**Excerpted text**.
16

Google pages suggest you to minify HTML, that is, remove all the unnecessary spaces. CodeIgniter does have the feature of giziping output or it can be done via .htaccess. But still I also would like to remove unnecessary spaces from the final HTML output as well.

I played a bit with this piece of code to do it, and it seems to work. This does indeed result in HTML that is without excess spaces and removes other tab formatting.

class Welcome extends CI_Controller 
{
    function _output()
    {
        echo preg_replace('!\s+!', ' ', $output);
    }

    function index(){
    ...
    }
}

The problem is there may be tags like <pre>,<textarea>, etc.. which may have spaces in them and a regular expression should remove them. So, how do I remove excess space from the final HTML, without effecting spaces or formatting for these certain tags using a regular expression?

Thanks to @Alan Moore got the answer, this worked for me

echo preg_replace('#(?ix)(?>[^\S ]\s*|\s{2,})(?=(?:(?:[^<]++|<(?!/?(?:textarea|pre)\b))*+)(?:<(?>textarea|pre)\b|\z))#', ' ', $output);

ridgerunner did a very good job of analyzing this regular expression. I ended up using his solution. Cheers to ridgerunner.

Peter Mortensen
  • 30,738
  • 21
  • 105
  • 131
Aman
  • 1,624
  • 3
  • 15
  • 25
  • 12
    Do not do HTML using regular expressions. – SLaks Mar 15 '11 at 13:23
  • Infinite upvotes to you, SLaks. – Delan Azabani Mar 15 '11 at 13:24
  • ok, so what could be a good way of reformatting final html output then? – Aman Mar 15 '11 at 13:30
  • 2
    Like the two others comments above, I suggest you to read this great answer: http://stackoverflow.com/questions/728260/html-minification/1102101#1102101 Don't do that. Do much more before.. – guillaumepotier Mar 15 '11 at 13:34
  • possible duplicate... http://stackoverflow.com/questions/3480343/possible-to-use-codeigniter-output-compression-with-pre-to-display-code-blocks – jondavidjohn Mar 15 '11 at 14:20
  • I second the "no regex on HTML" advice. HTML is just way too complex to do with regexes. Use a proper HTML parser to do the job, or write dense HTML in the first place. If you use XHTML, you can load the document in an XML parser and then spit it back out. Most XML libraries will allow you to remove unnecessary whitespace in the process. – tdammers Mar 15 '11 at 14:23
  • Why? Use output compression and waste CPU cycles for somethin else. – rik Mar 15 '11 at 14:37
  • **Related:** http://stackoverflow.com/a/33844247/1163000 – Taufik Nurrohman Nov 21 '15 at 14:06

3 Answers3

51

For those curious about how Alan Moore's regex works (and yes, it does work), I've taken the liberty of commented it so it can be read by mere mortals:

function process_data_alan($text) // 
{
    $re = '%# Collapse ws everywhere but in blacklisted elements.

**What you are asked to do**. Reproduce the thread on minifying CodeIgniter HTML output from "The problem is" up to and including "a regular expression?". The data was drawn from a separate, unrelated source.

**Provided material**.
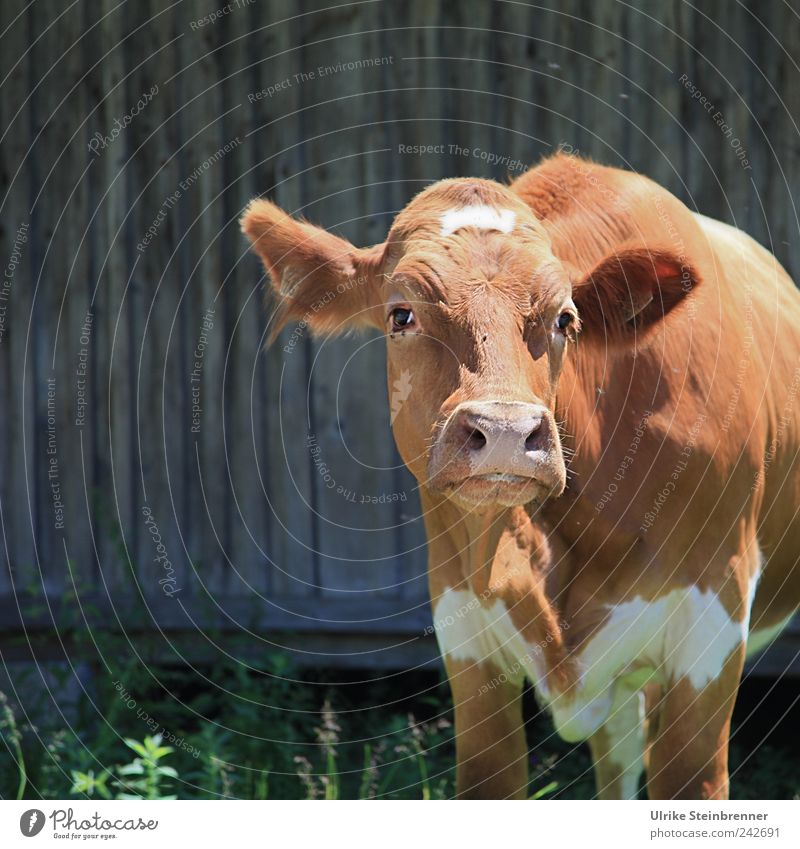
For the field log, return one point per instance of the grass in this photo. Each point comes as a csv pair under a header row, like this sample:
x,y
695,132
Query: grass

**The response**.
The problem is there may be tags like <pre>,<textarea>, etc.. which may have spaces in them and a regular expression should remove them. So, how do I remove excess space from the final HTML, without effecting spaces or formatting for these certain tags using a regular expression?